**Aim**
Transcribe, word for word, every line from the one containing "Give one point for each instance of the woman holding" through the final line of the records, and omit the pictures.

_ _ _ _ _

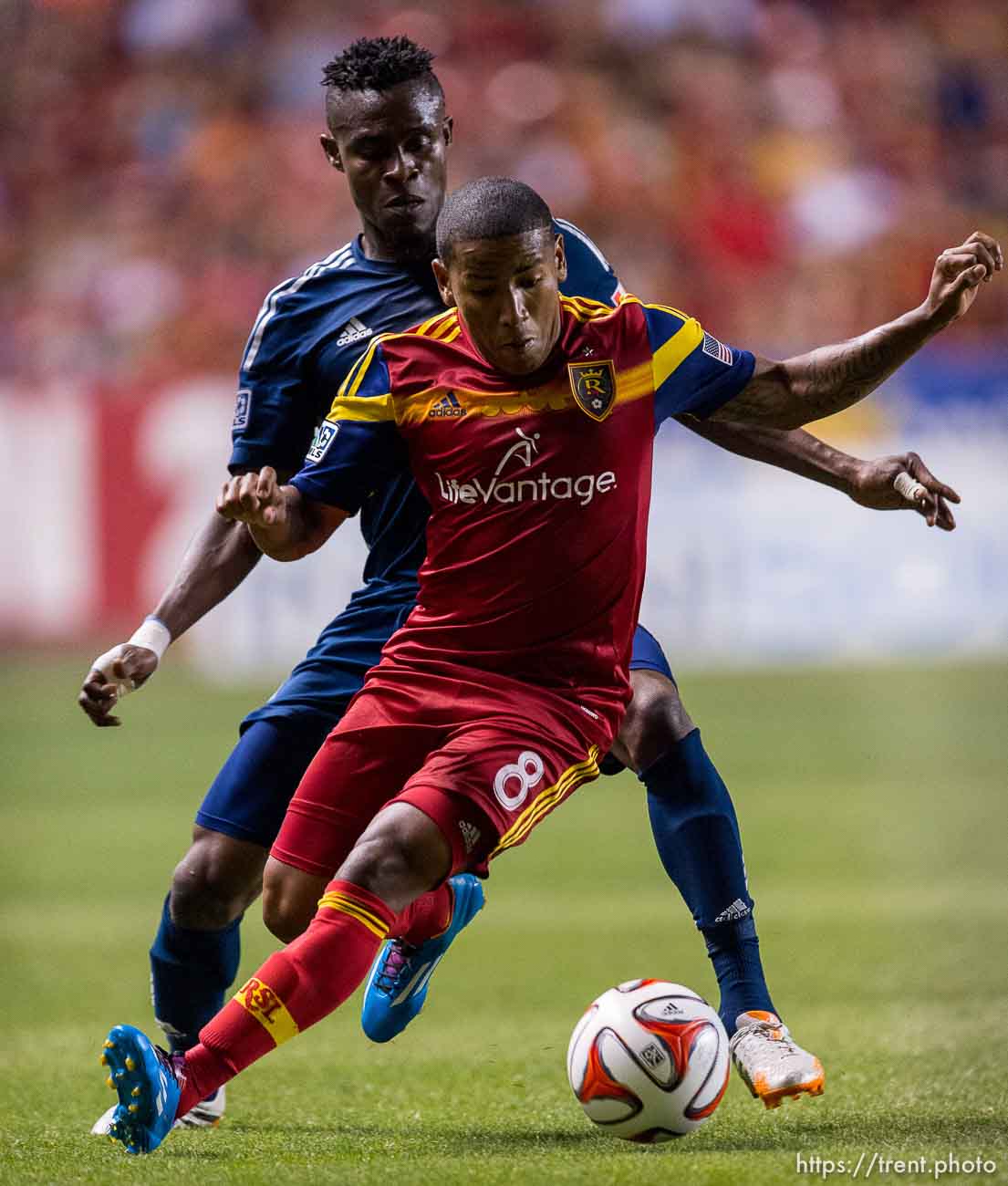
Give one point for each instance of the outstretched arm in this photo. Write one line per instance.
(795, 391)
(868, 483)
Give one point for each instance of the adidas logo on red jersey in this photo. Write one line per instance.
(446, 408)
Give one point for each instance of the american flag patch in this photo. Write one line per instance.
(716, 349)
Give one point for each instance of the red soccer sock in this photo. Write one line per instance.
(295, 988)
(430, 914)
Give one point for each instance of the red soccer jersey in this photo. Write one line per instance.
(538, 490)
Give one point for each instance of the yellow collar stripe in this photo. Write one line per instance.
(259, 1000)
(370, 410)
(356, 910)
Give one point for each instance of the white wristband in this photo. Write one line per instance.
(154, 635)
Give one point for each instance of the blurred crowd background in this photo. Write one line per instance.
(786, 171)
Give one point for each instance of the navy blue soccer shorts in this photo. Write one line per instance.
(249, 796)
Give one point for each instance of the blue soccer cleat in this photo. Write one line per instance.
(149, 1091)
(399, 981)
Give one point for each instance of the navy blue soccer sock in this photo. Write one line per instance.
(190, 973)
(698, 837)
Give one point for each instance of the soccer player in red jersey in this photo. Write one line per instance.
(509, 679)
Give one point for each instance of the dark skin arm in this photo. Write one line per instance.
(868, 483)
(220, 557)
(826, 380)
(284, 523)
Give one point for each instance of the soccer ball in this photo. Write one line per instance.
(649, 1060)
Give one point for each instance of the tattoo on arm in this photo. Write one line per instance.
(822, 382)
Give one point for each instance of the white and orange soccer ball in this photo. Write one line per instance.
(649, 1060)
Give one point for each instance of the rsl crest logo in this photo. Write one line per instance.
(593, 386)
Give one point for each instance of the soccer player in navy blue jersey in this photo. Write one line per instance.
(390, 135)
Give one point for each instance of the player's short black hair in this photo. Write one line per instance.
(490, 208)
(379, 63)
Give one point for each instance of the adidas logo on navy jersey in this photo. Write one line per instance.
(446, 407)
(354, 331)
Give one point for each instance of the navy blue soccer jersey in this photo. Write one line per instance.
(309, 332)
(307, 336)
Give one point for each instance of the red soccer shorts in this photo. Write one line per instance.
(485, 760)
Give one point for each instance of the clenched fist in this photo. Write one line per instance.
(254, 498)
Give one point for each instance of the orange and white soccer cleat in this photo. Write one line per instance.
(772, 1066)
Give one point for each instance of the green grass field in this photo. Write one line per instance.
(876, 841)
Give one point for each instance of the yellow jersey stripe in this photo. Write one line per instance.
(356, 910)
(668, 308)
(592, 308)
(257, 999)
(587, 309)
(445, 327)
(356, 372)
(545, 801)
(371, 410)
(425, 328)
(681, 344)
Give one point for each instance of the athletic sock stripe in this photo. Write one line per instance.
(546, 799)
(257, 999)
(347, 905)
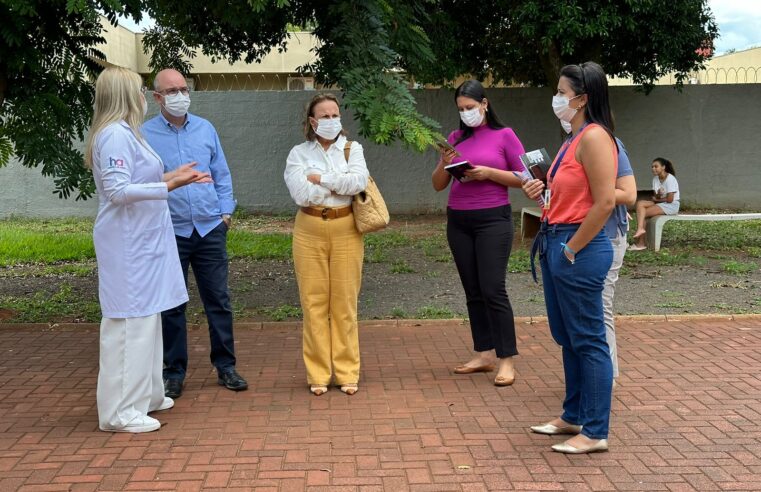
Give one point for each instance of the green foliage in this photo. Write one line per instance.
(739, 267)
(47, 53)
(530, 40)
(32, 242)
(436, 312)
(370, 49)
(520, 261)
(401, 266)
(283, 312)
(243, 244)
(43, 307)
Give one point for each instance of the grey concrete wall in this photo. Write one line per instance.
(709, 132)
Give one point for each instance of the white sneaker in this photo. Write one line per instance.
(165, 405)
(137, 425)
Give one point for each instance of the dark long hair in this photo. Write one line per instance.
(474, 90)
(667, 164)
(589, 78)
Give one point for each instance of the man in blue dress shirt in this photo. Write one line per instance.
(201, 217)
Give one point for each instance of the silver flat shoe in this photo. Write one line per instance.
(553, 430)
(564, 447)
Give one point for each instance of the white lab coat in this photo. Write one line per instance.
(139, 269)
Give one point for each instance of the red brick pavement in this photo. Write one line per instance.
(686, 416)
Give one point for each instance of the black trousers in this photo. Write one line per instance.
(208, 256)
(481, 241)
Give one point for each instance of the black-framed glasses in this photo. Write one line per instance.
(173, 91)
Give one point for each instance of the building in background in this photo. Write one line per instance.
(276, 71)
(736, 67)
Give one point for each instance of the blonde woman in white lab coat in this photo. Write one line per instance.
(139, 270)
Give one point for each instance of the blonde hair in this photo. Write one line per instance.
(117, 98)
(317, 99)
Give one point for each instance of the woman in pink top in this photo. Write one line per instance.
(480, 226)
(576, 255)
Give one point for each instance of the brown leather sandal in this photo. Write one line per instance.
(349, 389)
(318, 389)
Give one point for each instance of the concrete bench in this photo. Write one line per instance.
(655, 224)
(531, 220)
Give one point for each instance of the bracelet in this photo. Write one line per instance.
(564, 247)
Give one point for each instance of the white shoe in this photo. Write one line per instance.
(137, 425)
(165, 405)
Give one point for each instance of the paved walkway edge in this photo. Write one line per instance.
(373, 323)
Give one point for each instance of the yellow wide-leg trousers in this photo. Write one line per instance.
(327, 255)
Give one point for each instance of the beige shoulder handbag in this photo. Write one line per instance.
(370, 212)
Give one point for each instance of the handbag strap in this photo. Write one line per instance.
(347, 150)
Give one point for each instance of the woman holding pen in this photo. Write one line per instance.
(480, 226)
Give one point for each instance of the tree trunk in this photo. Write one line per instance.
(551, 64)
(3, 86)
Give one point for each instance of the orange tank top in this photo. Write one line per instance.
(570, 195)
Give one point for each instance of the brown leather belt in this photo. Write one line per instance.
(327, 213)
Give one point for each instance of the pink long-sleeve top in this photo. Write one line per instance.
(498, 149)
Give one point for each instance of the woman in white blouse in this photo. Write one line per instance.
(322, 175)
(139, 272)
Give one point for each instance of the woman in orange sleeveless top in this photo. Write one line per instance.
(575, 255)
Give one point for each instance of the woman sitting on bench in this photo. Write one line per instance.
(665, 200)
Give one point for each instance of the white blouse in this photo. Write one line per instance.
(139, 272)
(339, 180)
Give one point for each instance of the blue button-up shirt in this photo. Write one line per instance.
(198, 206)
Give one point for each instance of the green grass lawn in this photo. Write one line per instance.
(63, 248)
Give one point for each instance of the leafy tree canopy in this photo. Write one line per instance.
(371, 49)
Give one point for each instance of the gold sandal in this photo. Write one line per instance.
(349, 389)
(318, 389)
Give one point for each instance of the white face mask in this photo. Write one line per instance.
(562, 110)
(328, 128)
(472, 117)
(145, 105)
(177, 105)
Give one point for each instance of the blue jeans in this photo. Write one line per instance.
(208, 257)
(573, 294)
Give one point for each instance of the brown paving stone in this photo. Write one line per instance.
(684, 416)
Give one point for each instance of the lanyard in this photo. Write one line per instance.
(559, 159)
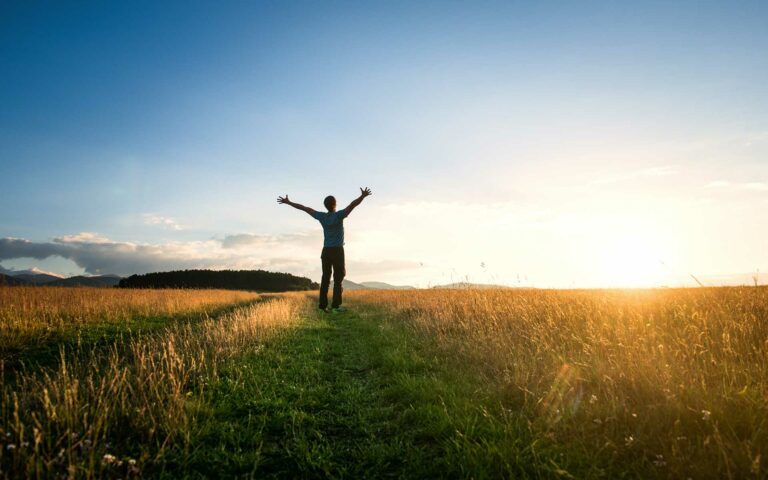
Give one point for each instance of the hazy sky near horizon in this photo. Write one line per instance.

_ _ _ _ _

**Answer for this exercise**
Give one point for each instance of the woman holding pen in this photo. Write one line per instance.
(480, 226)
Give one point for each instance of the tree trunk in this photo. Write one line per instance.
(551, 64)
(3, 86)
Give one point for each instance of the orange tank top in this photo. Write one line per instance.
(570, 195)
Give one point for each instance of the brown leather belt in this photo. Write one line per instance.
(327, 213)
Give one point for each instance of the pink long-sleeve top in this photo. Write one line per instance.
(498, 149)
Give one point for each instance of the woman in white blouse in this photo. Write one line per instance.
(322, 175)
(139, 272)
Give one point for each instance of the woman in orange sleeveless top in this photo. Write one line per instance.
(575, 255)
Give one point for each instance of the woman sitting on bench in this photo. Write one line per instance.
(665, 200)
Give one point for each instance of the white blouse in this photo. Write one line per instance.
(139, 272)
(339, 180)
Give one point for each instance of the blue button-up shirt in this photo. Write one line per instance.
(198, 206)
Give one point for each instance of the green grass lawn in this photo. Write one line per instance.
(63, 248)
Give one point for each instance of the leafy tree canopy in this photo. Write one line per instance.
(371, 49)
Give one point for each instance of the gold sandal in this photo. Write one line per instance.
(349, 389)
(318, 389)
Give one point for each instance of the white face mask in this photo. Write one line per instance.
(562, 110)
(328, 128)
(472, 117)
(145, 105)
(177, 105)
Give one point for each instance of the blue jeans in this photo. Write one line per instance.
(208, 257)
(573, 294)
Give one point for each instance of the brown paving stone in this photo. Write one line per instance.
(684, 416)
Give one point for each instance of the lanyard in this photo. Write one line per instance.
(559, 159)
Give one point for each instance of the hazy sky near horizon in this photo. Write one line per instance.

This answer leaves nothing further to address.